● ACTIVITY: The following data has a line with "rough mask: <svg" and a line with "positive clicks: (504, 141) (592, 218)". Write out exactly those lines and all the lines between them.

RECORDS FOR THE TASK START

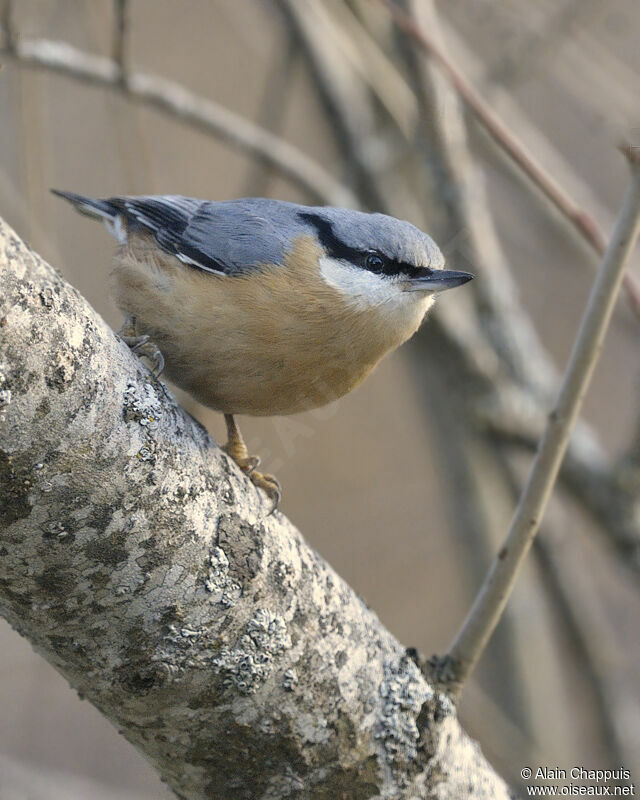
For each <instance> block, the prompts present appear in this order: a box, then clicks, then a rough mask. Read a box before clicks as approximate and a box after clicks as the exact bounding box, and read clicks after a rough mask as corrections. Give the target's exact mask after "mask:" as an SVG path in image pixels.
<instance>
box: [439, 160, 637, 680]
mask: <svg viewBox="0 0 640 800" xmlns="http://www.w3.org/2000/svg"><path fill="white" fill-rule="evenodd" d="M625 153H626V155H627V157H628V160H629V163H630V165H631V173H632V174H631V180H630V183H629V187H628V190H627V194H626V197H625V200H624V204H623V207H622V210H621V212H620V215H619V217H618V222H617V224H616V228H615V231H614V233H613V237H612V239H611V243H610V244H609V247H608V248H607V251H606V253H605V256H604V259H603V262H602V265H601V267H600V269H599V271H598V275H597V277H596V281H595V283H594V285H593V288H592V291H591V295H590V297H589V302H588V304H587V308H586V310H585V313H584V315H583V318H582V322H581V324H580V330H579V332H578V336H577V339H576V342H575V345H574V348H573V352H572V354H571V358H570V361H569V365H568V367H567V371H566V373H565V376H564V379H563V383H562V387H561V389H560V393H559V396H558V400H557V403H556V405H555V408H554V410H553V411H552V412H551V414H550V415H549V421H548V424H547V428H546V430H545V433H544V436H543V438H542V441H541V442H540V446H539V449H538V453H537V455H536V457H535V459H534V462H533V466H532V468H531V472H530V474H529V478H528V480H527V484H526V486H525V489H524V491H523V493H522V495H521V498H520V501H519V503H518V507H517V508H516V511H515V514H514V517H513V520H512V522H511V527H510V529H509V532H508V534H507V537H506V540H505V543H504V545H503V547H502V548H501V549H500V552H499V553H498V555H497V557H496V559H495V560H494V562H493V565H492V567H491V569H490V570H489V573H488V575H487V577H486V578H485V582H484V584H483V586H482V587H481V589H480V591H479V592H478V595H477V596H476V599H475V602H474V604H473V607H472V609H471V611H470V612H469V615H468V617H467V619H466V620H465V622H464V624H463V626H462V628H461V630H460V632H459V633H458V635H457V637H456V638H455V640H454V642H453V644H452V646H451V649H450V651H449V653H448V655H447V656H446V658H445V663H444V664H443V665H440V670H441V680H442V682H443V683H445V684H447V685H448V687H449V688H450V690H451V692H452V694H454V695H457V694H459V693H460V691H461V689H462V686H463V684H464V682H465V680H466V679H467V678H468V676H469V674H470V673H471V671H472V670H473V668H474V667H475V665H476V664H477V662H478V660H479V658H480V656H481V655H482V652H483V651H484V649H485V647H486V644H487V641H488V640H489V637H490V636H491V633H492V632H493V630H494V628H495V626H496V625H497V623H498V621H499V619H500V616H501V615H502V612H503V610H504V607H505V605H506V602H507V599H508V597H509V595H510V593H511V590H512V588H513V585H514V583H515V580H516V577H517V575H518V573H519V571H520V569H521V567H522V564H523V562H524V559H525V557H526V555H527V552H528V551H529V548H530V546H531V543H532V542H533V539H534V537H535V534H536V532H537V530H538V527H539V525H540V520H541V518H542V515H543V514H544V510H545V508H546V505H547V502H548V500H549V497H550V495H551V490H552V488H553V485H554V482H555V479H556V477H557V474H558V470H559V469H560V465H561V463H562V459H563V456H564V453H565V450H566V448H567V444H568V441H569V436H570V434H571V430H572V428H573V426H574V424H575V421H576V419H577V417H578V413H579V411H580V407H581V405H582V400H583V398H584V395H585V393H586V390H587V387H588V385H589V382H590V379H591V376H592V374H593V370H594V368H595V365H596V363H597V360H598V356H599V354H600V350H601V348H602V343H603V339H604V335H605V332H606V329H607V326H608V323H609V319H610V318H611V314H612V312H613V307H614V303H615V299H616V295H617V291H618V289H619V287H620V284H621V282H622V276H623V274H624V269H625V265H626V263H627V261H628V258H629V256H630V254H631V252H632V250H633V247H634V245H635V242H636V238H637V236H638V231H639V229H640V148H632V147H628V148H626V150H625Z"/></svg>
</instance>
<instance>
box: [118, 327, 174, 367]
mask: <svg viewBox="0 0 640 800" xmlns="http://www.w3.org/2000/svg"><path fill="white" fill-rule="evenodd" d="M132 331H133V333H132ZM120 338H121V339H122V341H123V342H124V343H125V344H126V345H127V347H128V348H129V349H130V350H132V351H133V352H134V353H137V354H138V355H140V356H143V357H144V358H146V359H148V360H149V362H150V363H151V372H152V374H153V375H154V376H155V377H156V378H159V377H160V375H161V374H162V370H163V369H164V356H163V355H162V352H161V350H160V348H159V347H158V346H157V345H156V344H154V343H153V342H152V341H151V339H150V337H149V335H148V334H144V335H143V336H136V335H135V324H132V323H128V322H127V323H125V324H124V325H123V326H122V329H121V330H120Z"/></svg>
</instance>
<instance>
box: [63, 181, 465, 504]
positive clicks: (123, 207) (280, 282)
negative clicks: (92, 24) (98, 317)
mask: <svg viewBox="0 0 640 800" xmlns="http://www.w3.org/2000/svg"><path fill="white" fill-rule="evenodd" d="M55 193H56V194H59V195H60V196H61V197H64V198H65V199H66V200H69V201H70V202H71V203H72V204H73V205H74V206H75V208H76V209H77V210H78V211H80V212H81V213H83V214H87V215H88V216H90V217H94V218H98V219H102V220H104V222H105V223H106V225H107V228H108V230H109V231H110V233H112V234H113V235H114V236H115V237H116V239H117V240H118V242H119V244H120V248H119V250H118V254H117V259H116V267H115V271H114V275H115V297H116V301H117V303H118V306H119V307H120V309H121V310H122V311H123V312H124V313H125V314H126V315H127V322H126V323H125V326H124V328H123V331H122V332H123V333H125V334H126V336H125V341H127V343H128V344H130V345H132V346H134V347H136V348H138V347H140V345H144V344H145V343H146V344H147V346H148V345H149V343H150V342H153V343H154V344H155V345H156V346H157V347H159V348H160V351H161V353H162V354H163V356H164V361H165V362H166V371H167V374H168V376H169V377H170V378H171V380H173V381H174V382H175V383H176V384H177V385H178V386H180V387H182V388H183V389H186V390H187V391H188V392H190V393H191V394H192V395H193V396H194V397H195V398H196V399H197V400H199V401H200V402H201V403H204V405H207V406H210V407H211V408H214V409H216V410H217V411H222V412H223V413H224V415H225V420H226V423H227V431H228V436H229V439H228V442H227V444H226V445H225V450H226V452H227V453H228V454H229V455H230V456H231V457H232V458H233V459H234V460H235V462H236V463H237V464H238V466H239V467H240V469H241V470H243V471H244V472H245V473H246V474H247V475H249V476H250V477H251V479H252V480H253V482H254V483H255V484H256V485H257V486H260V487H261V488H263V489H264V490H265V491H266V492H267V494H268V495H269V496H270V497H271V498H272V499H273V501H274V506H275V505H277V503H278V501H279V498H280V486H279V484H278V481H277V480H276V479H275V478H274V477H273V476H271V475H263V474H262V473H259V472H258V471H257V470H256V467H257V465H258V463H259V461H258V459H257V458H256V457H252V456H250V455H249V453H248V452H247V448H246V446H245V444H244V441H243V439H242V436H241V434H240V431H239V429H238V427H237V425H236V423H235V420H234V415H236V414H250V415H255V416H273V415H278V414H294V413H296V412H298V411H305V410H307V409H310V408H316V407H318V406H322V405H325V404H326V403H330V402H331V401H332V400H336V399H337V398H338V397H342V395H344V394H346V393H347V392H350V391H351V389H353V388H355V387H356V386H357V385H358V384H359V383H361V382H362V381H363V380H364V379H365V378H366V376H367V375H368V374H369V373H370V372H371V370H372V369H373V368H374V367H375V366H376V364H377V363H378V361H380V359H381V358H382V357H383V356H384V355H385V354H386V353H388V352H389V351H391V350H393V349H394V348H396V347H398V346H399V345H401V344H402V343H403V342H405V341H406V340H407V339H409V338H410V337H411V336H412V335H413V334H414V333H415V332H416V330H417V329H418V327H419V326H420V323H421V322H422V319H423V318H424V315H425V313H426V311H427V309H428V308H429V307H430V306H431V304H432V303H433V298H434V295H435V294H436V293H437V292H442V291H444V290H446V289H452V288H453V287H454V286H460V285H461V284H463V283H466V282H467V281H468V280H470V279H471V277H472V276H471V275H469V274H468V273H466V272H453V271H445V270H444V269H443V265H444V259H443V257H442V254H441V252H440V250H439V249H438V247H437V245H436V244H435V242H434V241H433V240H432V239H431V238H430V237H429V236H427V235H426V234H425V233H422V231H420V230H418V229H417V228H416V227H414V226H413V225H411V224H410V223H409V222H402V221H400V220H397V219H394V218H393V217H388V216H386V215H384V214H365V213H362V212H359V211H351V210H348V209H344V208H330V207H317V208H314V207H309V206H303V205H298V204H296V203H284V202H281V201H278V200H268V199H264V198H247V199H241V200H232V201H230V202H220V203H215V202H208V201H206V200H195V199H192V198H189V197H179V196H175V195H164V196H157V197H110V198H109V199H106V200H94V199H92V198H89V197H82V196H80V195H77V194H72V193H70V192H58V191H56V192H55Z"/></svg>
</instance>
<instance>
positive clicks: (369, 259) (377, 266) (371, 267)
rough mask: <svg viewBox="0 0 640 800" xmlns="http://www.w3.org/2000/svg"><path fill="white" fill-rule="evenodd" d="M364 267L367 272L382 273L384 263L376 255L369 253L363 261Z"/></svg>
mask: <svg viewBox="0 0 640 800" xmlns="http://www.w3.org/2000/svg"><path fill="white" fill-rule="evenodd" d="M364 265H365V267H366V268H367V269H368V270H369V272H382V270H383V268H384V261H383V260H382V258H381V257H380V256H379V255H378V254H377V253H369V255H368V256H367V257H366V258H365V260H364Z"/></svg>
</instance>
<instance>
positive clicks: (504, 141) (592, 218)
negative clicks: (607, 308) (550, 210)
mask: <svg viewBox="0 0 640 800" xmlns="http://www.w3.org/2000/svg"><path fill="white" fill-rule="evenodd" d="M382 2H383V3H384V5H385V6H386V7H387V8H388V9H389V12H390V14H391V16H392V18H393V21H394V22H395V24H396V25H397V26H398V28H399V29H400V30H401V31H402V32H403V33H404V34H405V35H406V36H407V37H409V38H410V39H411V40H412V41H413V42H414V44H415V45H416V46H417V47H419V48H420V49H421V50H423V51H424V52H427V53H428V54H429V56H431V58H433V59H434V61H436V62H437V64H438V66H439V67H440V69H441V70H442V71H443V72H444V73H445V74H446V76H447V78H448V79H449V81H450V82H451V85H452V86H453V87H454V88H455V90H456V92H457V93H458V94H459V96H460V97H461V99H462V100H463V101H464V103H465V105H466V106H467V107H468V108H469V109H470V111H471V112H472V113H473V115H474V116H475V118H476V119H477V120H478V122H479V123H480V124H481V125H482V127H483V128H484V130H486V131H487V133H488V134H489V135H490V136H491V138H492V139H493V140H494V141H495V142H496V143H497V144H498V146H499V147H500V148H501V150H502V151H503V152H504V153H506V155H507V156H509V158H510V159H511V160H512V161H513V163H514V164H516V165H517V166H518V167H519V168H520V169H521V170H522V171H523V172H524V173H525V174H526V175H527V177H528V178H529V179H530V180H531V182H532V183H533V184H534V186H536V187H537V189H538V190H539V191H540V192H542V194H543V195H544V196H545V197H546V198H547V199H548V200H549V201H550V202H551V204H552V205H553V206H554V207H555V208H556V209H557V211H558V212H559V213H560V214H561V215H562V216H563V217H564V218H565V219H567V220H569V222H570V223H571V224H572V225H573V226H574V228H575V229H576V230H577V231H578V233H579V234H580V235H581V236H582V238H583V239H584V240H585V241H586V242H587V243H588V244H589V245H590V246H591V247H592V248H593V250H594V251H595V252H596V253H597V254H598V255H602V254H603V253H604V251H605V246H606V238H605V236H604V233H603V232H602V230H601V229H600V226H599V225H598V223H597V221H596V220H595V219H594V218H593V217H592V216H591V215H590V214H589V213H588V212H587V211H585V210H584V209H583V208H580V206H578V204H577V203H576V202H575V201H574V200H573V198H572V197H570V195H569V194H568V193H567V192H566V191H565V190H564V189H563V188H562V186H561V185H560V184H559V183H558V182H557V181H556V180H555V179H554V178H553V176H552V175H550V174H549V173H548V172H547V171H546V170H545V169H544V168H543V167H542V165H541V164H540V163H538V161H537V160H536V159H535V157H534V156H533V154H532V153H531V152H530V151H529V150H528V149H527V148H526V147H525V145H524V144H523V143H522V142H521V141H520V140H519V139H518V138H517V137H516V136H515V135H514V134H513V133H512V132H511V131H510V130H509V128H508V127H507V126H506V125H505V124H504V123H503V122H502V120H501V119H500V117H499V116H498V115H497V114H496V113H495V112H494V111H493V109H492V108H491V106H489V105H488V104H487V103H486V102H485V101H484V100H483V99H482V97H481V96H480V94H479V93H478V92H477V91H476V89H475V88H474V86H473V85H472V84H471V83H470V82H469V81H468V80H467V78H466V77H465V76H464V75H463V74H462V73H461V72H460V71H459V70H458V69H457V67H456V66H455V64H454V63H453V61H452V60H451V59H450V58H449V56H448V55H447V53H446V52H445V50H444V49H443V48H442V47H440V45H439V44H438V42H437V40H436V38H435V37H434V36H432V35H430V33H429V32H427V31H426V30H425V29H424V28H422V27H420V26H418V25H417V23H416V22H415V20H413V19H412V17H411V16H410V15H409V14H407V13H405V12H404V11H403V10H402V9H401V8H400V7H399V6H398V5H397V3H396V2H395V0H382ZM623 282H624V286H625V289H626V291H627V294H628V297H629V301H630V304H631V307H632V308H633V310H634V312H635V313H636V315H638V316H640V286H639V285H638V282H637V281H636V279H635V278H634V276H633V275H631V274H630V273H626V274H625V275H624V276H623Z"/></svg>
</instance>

RECORDS FOR THE TASK END

● RESPONSE AREA:
rough mask: <svg viewBox="0 0 640 800" xmlns="http://www.w3.org/2000/svg"><path fill="white" fill-rule="evenodd" d="M364 267L367 272L382 273L384 263L376 255L369 253L363 261Z"/></svg>
mask: <svg viewBox="0 0 640 800" xmlns="http://www.w3.org/2000/svg"><path fill="white" fill-rule="evenodd" d="M364 265H365V267H366V268H367V269H368V270H369V272H382V270H383V268H384V261H383V260H382V258H381V257H380V256H379V255H378V254H377V253H369V255H368V256H367V257H366V258H365V260H364Z"/></svg>
</instance>
<instance>
positive clicks: (504, 141) (592, 218)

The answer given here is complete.